Stored data entries:
....................

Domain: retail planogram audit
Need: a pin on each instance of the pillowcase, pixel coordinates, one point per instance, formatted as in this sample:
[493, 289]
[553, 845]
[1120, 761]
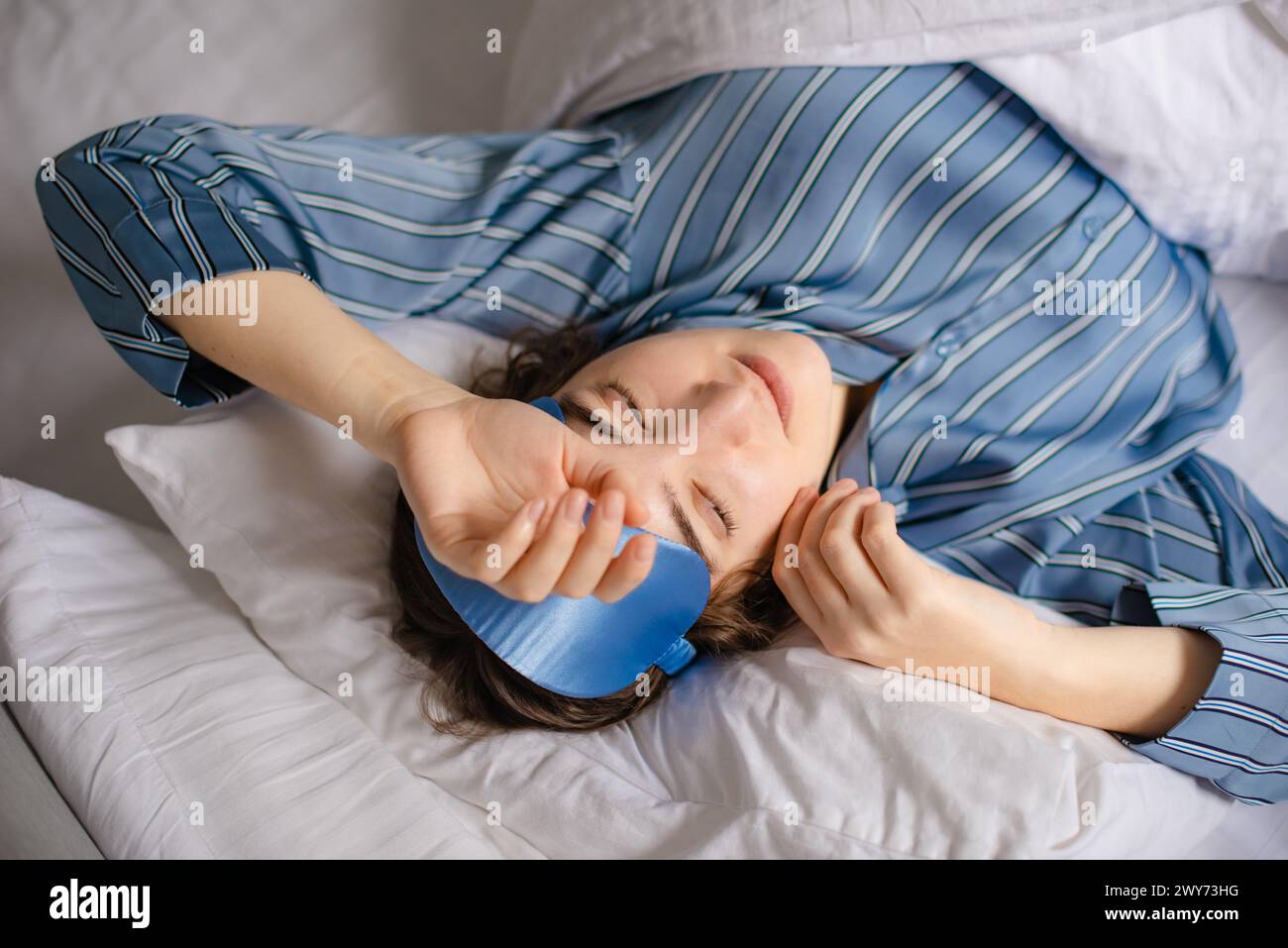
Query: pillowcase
[784, 753]
[204, 743]
[1189, 119]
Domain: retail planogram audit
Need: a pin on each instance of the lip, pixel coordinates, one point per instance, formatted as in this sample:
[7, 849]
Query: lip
[776, 382]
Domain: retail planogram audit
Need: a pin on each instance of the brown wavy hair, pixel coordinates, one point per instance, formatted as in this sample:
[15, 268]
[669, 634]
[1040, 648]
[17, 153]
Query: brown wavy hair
[469, 690]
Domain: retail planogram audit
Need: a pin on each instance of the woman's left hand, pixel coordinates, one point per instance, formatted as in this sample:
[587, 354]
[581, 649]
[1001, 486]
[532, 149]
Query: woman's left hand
[870, 596]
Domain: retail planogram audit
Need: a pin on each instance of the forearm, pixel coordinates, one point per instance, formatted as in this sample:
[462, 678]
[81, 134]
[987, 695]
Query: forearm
[307, 351]
[1137, 681]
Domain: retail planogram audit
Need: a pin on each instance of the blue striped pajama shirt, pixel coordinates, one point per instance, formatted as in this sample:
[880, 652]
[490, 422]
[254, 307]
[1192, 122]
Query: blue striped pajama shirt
[905, 218]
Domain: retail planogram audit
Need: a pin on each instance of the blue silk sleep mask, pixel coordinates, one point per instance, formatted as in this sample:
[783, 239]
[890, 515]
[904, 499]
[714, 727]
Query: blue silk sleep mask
[587, 648]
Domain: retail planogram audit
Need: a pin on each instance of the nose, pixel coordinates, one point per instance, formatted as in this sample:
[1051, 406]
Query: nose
[726, 415]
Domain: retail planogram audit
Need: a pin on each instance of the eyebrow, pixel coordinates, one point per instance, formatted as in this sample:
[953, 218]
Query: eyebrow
[686, 524]
[574, 408]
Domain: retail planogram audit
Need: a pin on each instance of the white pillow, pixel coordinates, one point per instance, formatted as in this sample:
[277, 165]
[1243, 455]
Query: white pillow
[1189, 119]
[784, 753]
[196, 716]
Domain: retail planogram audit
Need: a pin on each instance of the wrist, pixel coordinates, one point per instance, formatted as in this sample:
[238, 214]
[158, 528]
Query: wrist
[380, 389]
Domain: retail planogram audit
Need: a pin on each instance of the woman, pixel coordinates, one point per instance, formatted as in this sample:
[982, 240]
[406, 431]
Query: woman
[978, 338]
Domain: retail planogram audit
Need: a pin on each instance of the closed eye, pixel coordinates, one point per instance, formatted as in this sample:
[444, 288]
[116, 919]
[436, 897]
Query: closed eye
[719, 506]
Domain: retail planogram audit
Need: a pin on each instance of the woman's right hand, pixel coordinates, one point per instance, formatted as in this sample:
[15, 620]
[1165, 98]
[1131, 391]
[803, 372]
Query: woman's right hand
[498, 489]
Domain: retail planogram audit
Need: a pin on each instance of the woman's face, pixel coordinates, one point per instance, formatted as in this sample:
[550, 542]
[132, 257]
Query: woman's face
[755, 416]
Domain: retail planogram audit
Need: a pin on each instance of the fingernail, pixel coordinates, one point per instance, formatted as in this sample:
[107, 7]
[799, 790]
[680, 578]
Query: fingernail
[575, 505]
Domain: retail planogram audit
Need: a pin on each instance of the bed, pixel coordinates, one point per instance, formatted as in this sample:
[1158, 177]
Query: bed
[253, 704]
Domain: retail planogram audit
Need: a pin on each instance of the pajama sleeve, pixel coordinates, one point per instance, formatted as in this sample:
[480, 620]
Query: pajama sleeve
[134, 211]
[1236, 733]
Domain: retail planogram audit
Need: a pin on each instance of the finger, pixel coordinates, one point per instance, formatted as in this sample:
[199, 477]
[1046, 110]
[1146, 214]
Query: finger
[629, 570]
[587, 466]
[844, 554]
[636, 511]
[786, 571]
[492, 559]
[900, 567]
[595, 549]
[533, 578]
[818, 578]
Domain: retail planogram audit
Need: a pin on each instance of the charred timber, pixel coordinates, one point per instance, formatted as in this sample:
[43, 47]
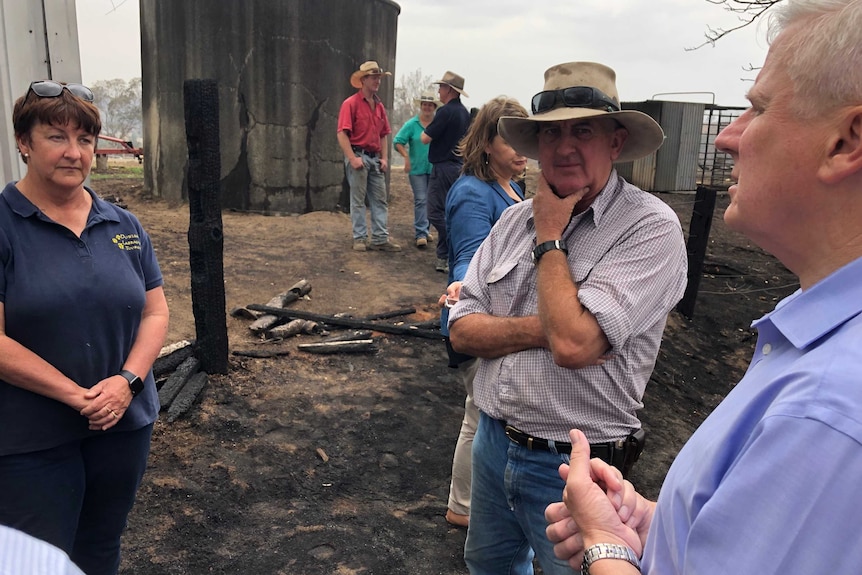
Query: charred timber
[348, 322]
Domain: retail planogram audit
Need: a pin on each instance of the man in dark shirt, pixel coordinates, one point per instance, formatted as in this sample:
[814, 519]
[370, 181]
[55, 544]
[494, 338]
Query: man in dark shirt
[443, 134]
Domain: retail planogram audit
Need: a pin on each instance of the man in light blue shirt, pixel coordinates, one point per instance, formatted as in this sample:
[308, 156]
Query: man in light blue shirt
[769, 482]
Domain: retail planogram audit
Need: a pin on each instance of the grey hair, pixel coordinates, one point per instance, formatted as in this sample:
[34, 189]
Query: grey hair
[823, 55]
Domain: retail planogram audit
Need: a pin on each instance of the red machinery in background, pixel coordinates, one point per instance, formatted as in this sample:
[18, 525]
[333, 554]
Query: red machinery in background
[113, 145]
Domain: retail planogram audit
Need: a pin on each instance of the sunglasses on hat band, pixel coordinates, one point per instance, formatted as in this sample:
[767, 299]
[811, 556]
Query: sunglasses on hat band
[574, 97]
[51, 89]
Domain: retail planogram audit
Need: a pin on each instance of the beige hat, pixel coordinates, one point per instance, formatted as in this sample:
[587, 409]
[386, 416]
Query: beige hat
[578, 90]
[428, 96]
[369, 68]
[454, 81]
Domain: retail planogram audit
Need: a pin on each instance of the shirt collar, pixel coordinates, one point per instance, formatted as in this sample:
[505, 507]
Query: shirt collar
[25, 208]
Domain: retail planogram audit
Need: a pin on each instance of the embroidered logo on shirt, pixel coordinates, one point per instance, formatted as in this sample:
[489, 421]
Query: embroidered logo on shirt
[127, 242]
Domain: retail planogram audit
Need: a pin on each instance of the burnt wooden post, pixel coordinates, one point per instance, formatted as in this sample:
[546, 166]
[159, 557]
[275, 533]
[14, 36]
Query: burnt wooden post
[698, 238]
[206, 237]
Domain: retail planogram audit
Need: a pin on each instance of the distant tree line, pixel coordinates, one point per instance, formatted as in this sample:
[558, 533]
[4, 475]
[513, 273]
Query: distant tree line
[119, 103]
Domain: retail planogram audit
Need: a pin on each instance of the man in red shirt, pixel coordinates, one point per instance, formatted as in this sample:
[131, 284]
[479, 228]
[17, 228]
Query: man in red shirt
[362, 130]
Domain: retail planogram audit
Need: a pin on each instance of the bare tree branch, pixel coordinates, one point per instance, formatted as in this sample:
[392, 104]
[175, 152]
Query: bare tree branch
[748, 11]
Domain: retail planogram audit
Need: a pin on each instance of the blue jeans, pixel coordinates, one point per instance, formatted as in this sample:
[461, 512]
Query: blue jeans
[443, 175]
[77, 496]
[419, 184]
[368, 181]
[512, 485]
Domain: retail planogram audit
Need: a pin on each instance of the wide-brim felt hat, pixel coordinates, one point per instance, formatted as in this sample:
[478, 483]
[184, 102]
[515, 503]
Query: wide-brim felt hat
[645, 136]
[454, 81]
[369, 68]
[428, 96]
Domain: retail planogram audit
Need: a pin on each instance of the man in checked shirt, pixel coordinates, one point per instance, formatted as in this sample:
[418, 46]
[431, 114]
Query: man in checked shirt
[565, 302]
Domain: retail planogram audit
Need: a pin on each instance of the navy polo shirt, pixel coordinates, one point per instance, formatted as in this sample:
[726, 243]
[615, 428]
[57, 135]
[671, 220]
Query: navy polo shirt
[449, 125]
[77, 303]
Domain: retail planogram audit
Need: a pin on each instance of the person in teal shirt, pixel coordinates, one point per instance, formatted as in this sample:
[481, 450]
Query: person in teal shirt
[416, 165]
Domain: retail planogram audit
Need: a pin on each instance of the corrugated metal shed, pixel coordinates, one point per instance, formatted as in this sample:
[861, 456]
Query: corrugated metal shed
[674, 166]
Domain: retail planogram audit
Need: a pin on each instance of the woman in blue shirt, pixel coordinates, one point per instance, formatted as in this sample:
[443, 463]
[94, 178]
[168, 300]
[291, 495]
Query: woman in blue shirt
[474, 204]
[82, 318]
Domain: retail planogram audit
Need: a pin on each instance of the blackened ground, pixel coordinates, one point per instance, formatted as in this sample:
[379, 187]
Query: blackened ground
[307, 464]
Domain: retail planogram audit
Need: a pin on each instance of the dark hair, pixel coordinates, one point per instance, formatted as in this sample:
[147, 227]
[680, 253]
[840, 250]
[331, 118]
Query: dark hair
[61, 110]
[482, 132]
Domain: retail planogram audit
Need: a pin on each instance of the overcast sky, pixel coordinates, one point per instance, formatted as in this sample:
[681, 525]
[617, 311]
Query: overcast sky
[504, 46]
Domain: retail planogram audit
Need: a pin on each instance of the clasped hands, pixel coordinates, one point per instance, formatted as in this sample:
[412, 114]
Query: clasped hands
[598, 506]
[106, 402]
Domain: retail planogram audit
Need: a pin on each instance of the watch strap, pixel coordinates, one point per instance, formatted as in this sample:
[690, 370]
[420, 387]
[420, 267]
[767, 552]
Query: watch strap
[136, 384]
[546, 247]
[608, 551]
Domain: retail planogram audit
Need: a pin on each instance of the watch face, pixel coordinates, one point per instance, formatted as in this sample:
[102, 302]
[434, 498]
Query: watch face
[136, 385]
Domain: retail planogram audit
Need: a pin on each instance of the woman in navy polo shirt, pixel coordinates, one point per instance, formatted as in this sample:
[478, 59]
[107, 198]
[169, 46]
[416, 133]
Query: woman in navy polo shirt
[82, 318]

....................

- [Exercise details]:
Write out exactly the lines above from the line with "Need: a pin on each instance of the blue jeans, pixel" through the line with "Need: a pin on each instance of the corrugated", both of them included, and leave out all other lines.

- [Exercise answer]:
Need: a pin on each instance of the blue jeans, pixel coordinates, one point per instance, formatted as in this sample:
[461, 512]
Query: blue jeans
[443, 175]
[77, 496]
[419, 184]
[368, 181]
[512, 485]
Domain: retail planogram audit
Need: a pin on each instance of the wide-brim felt hat, pixel coordinates, one point per instance, formatted as in this sample:
[478, 483]
[184, 102]
[515, 503]
Query: wide-brim felt hat
[645, 136]
[454, 81]
[369, 68]
[428, 96]
Domain: retail planogram audit
Need: a pin on each instance of the man in checked shirt, pixel coordinates, one point per instance, formatted as in this sample:
[418, 46]
[431, 114]
Query: man in checked shirt
[565, 302]
Domain: retail planogram audit
Need: a pin on each instance of the navy polo shirt, pixel coordinates, one point per instance, formatted as in this sample:
[726, 243]
[615, 428]
[57, 135]
[671, 220]
Query: navy polo shirt
[449, 125]
[77, 303]
Domain: retail planogram audit
Need: a pin on each instance of the person in teal shirt, pixel coordinates, one point per instance, formatted as in this sample:
[481, 450]
Query: person in teal shirt
[416, 165]
Domain: retail planogram audit
Need: a pin on each instance of the corrugated metal shed, pixel coordinates, one point per instance, formatted as in this sample:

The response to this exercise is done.